Task
Can you transcribe the data exactly? Leave the pictures out.

Task input

※ ※ ※

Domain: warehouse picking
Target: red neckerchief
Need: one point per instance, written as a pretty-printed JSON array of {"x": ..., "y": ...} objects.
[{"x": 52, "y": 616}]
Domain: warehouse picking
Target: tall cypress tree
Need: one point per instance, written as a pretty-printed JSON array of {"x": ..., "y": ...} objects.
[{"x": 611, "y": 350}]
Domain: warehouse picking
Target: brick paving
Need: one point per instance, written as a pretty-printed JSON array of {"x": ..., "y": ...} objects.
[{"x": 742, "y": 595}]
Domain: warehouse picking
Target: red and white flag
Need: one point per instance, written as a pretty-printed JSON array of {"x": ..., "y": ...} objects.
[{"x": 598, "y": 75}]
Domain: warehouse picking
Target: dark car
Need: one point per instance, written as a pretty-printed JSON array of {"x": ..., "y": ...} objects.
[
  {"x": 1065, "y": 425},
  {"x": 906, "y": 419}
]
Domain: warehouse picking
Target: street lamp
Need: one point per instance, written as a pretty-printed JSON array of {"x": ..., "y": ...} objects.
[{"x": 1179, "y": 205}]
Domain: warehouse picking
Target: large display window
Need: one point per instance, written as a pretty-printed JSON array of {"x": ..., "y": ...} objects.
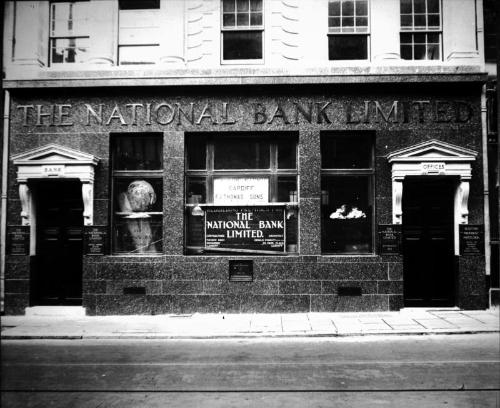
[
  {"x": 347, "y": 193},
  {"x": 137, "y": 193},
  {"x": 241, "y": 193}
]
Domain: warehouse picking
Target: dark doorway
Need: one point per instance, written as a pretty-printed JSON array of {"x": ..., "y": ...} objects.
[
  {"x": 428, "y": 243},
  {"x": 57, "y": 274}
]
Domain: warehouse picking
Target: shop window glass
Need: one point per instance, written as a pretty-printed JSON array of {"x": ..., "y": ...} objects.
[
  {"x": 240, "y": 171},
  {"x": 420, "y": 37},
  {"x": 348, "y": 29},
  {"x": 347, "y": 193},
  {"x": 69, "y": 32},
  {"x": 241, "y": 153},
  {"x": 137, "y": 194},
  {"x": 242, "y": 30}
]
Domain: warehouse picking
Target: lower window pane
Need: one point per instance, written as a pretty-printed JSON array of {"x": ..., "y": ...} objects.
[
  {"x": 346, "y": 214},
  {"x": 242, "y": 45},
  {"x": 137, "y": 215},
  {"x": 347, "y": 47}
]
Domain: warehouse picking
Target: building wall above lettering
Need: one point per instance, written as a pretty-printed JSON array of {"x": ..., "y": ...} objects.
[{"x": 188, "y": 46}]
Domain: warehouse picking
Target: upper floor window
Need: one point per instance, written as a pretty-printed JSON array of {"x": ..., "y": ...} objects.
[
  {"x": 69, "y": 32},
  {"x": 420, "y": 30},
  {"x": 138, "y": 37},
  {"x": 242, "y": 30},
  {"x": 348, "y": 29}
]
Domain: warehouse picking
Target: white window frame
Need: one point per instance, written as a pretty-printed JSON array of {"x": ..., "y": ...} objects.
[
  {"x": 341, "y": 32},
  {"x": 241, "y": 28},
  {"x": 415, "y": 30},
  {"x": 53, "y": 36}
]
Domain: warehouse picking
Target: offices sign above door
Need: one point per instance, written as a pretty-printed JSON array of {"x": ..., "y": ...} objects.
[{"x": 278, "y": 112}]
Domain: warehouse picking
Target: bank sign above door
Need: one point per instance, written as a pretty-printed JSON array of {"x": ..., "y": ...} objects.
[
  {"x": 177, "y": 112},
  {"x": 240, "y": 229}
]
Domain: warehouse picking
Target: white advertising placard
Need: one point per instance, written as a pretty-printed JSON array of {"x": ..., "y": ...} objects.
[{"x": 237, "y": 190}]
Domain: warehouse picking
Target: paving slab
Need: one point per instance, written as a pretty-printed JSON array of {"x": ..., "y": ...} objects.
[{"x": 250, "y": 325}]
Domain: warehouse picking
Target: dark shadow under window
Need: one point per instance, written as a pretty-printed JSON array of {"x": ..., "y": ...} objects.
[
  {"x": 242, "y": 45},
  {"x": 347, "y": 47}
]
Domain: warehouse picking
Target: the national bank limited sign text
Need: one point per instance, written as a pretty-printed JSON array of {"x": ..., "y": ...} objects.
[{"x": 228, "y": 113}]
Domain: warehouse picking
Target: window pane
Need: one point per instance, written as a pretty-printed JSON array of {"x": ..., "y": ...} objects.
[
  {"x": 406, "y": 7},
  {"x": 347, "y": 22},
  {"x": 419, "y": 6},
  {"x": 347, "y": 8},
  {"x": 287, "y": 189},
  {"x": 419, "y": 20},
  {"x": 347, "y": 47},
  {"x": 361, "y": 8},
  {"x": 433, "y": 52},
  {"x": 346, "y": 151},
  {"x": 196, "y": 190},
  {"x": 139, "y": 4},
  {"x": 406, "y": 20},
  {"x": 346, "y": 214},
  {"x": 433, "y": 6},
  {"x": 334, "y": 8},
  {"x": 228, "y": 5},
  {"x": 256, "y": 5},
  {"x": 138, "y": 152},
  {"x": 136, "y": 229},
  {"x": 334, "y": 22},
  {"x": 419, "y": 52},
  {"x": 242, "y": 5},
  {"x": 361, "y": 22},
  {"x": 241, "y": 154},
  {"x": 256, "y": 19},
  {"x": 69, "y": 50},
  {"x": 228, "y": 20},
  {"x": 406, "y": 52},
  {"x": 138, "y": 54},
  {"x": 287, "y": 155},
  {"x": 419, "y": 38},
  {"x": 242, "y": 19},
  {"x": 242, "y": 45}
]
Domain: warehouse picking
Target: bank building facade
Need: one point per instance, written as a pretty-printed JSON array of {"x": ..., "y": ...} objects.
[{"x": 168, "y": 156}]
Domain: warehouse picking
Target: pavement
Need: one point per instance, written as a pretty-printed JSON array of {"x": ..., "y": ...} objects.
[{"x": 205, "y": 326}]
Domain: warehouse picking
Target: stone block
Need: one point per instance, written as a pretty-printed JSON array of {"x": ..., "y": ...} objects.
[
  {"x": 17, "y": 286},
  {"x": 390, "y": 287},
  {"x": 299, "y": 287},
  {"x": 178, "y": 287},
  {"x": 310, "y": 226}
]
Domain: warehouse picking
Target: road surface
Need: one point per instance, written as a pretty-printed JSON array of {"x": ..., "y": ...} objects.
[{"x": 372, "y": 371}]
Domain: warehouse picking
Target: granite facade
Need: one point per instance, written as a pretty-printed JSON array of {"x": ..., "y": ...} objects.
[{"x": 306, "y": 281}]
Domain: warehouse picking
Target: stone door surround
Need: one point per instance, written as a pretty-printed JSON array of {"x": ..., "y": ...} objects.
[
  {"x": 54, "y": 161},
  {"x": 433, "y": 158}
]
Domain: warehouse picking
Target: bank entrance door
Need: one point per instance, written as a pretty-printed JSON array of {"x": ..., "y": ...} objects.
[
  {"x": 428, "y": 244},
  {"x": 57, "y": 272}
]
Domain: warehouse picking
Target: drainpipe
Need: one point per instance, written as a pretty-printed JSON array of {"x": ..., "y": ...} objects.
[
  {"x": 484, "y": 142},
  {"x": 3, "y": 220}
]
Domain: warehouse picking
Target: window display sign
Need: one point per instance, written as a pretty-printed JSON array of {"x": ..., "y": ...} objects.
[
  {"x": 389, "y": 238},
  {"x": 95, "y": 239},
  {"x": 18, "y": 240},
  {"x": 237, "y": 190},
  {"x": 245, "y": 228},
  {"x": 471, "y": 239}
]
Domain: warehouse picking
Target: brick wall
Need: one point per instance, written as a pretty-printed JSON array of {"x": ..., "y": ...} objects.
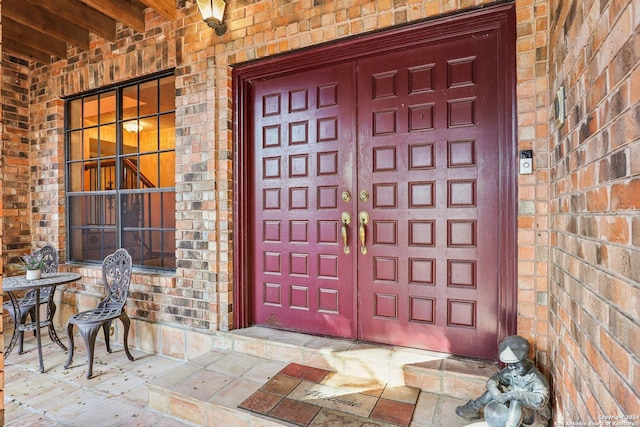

※ ※ ※

Solution for this task
Domain: warehouse picking
Target: red neckerchief
Need: one point per instance, written as a pretty-printed JSON array of {"x": ..., "y": ...} objects.
[{"x": 52, "y": 616}]
Domain: warehouse picking
Target: tall cypress tree
Need: one point per instance, written as a pretty-printed JSON array of {"x": ..., "y": ...} objects.
[{"x": 611, "y": 350}]
Domain: warehouse picking
Target: brick paving
Need: one point per instance, written as a pretty-printed JSON array of {"x": ..., "y": ...} objects.
[{"x": 742, "y": 595}]
Domain: warehouse picking
Target: red and white flag
Need: one point per instance, written as a pretty-printed JSON array of {"x": ..., "y": ...} objects.
[{"x": 598, "y": 75}]
Domain: warehouse picking
Target: dark car
Need: one point per instance, written as a pretty-printed JSON array of {"x": ..., "y": ...} objects.
[
  {"x": 1065, "y": 425},
  {"x": 906, "y": 419}
]
Domain: warehouse picking
Target: street lamp
Need: one point per instance, written as a pretty-printed JSON array of {"x": ..., "y": ...} objects.
[{"x": 1179, "y": 205}]
Domain: warehouse picking
Target: large display window
Need: one point per instance, written as a pretty-printed JSON array of {"x": ..., "y": ...} objects.
[
  {"x": 347, "y": 193},
  {"x": 137, "y": 193},
  {"x": 241, "y": 193}
]
Domain: warehouse picking
Target: dark doorway
Need: one point per instance, written as a pretty-printed JSON array of {"x": ..., "y": ...} objects.
[
  {"x": 428, "y": 243},
  {"x": 57, "y": 274}
]
Domain: warehouse picking
Target: shop window glass
Need: one point per instance, written as a pretty-printed JSON array of {"x": ..., "y": ...} objects.
[
  {"x": 240, "y": 171},
  {"x": 420, "y": 37},
  {"x": 348, "y": 29},
  {"x": 347, "y": 193},
  {"x": 69, "y": 32},
  {"x": 241, "y": 153},
  {"x": 137, "y": 194},
  {"x": 242, "y": 30}
]
Domain: warehouse picking
Target: lower window pane
Need: one point per instance, written as a pretty-printed JSON array of {"x": ..., "y": ...} objects.
[
  {"x": 346, "y": 214},
  {"x": 242, "y": 45},
  {"x": 137, "y": 215},
  {"x": 347, "y": 47}
]
Domain: warehouse picking
Target: building wall above lettering
Need: one point per instance, written as a pretty-printed JSON array of {"x": ..., "y": ...} objects.
[{"x": 188, "y": 46}]
Domain: warehouse picking
Target: upper floor window
Need: one point per instance, written as a pretty-printed JSON array of {"x": ..., "y": ...} objects.
[
  {"x": 69, "y": 32},
  {"x": 420, "y": 30},
  {"x": 138, "y": 37},
  {"x": 242, "y": 30},
  {"x": 348, "y": 29}
]
Domain: warehouse picking
Target: white window frame
Need: one point per instance, written as a pretty-printed JSON array of {"x": ..., "y": ...} objects.
[
  {"x": 341, "y": 32},
  {"x": 241, "y": 28},
  {"x": 415, "y": 30},
  {"x": 53, "y": 36}
]
Domain: warehouse picking
Target: offices sign above door
Need: one point per instance, written as a pretty-printed JSON array of {"x": ..., "y": ...} objects.
[{"x": 278, "y": 112}]
Domain: warehouse picking
Target: bank sign above door
Need: one point per instance, written as a pretty-printed JSON array of {"x": ..., "y": ...} objects.
[
  {"x": 177, "y": 112},
  {"x": 240, "y": 229}
]
Domain: warehouse picking
Target: white advertising placard
Need: one point per instance, written as a pretty-printed JSON array of {"x": ..., "y": ...} objects.
[{"x": 237, "y": 190}]
Domain: warehouse picking
Target: paving slab
Need: one point per instance, written as a pretty-printed JSON array of {"x": ..., "y": ...} objects.
[{"x": 250, "y": 325}]
Domain: warehouse picking
Target: dark shadow under window
Need: one point per instance, written as a pretty-printed JSON array of {"x": ..., "y": ...} objects.
[
  {"x": 242, "y": 45},
  {"x": 347, "y": 47}
]
Domain: warehouse picking
Target: the national bank limited sign text
Need: one point per instance, written as a pretty-printed JSON array of {"x": ..., "y": ...} objects.
[{"x": 228, "y": 113}]
Domain: warehouse picking
Target: window pane
Need: one point per instance, written as a pretty-printed JSON array of {"x": ..., "y": ...} objects.
[
  {"x": 406, "y": 7},
  {"x": 347, "y": 22},
  {"x": 419, "y": 6},
  {"x": 347, "y": 8},
  {"x": 287, "y": 189},
  {"x": 419, "y": 20},
  {"x": 347, "y": 47},
  {"x": 361, "y": 8},
  {"x": 433, "y": 52},
  {"x": 346, "y": 151},
  {"x": 196, "y": 190},
  {"x": 139, "y": 4},
  {"x": 406, "y": 20},
  {"x": 346, "y": 214},
  {"x": 433, "y": 6},
  {"x": 334, "y": 8},
  {"x": 228, "y": 5},
  {"x": 256, "y": 5},
  {"x": 138, "y": 152},
  {"x": 136, "y": 229},
  {"x": 334, "y": 22},
  {"x": 419, "y": 52},
  {"x": 242, "y": 5},
  {"x": 361, "y": 22},
  {"x": 241, "y": 154},
  {"x": 256, "y": 19},
  {"x": 69, "y": 50},
  {"x": 228, "y": 20},
  {"x": 406, "y": 52},
  {"x": 138, "y": 54},
  {"x": 287, "y": 155},
  {"x": 419, "y": 38},
  {"x": 242, "y": 19},
  {"x": 242, "y": 45}
]
Domain: warehouse picking
Target: bank building facade
Need: one point per instance, written as a pretty-printed JSON array of {"x": ..., "y": ...} objects.
[{"x": 168, "y": 156}]
Domain: warehouse picking
Target: pavement
Need: one point per instance, written as a pretty-printed JSON array of {"x": ..., "y": ...} objects.
[{"x": 205, "y": 326}]
Domain: warehouse picking
Target: stone block
Need: one point per instance, written as a pretty-printed JSON array of {"x": ..., "y": ...} objects.
[
  {"x": 17, "y": 286},
  {"x": 390, "y": 287},
  {"x": 299, "y": 287},
  {"x": 178, "y": 287},
  {"x": 310, "y": 226}
]
Domain: warehouse picking
Target: road surface
Need: one point per instance, written as a pretty-printed JSON array of {"x": ..., "y": ...} objects.
[{"x": 372, "y": 371}]
Domain: warehouse picking
Target: granite facade
Need: one point per instance, written as a pretty-printed JSON array of {"x": ..., "y": ...} objects.
[{"x": 306, "y": 281}]
Domain: warehouse picking
Target: stone door surround
Need: one point per instance, written as a pretty-printed JSON array of {"x": ..., "y": ...} objects.
[
  {"x": 54, "y": 161},
  {"x": 433, "y": 158}
]
Domain: warehouse picking
Target: bank entrance door
Need: one point per instance, written as a pretty-printed JSON array of {"x": ..., "y": ...} objects.
[
  {"x": 428, "y": 244},
  {"x": 57, "y": 272}
]
Domain: warehouse picking
Target: drainpipe
Need: one point per instance, written as a pretty-printed JSON array of {"x": ..., "y": ...} objects.
[
  {"x": 484, "y": 142},
  {"x": 3, "y": 220}
]
Domain: warehouse picking
Target: window display sign
Need: one point per instance, written as a pretty-printed JSON array of {"x": ..., "y": ...} objects.
[
  {"x": 389, "y": 238},
  {"x": 95, "y": 239},
  {"x": 18, "y": 240},
  {"x": 237, "y": 190},
  {"x": 245, "y": 228},
  {"x": 471, "y": 239}
]
Domain: warehouse picking
Target: brick wall
Need: one point per instance, written as a pretty-printed JSON array of {"x": ..., "y": ...} objects.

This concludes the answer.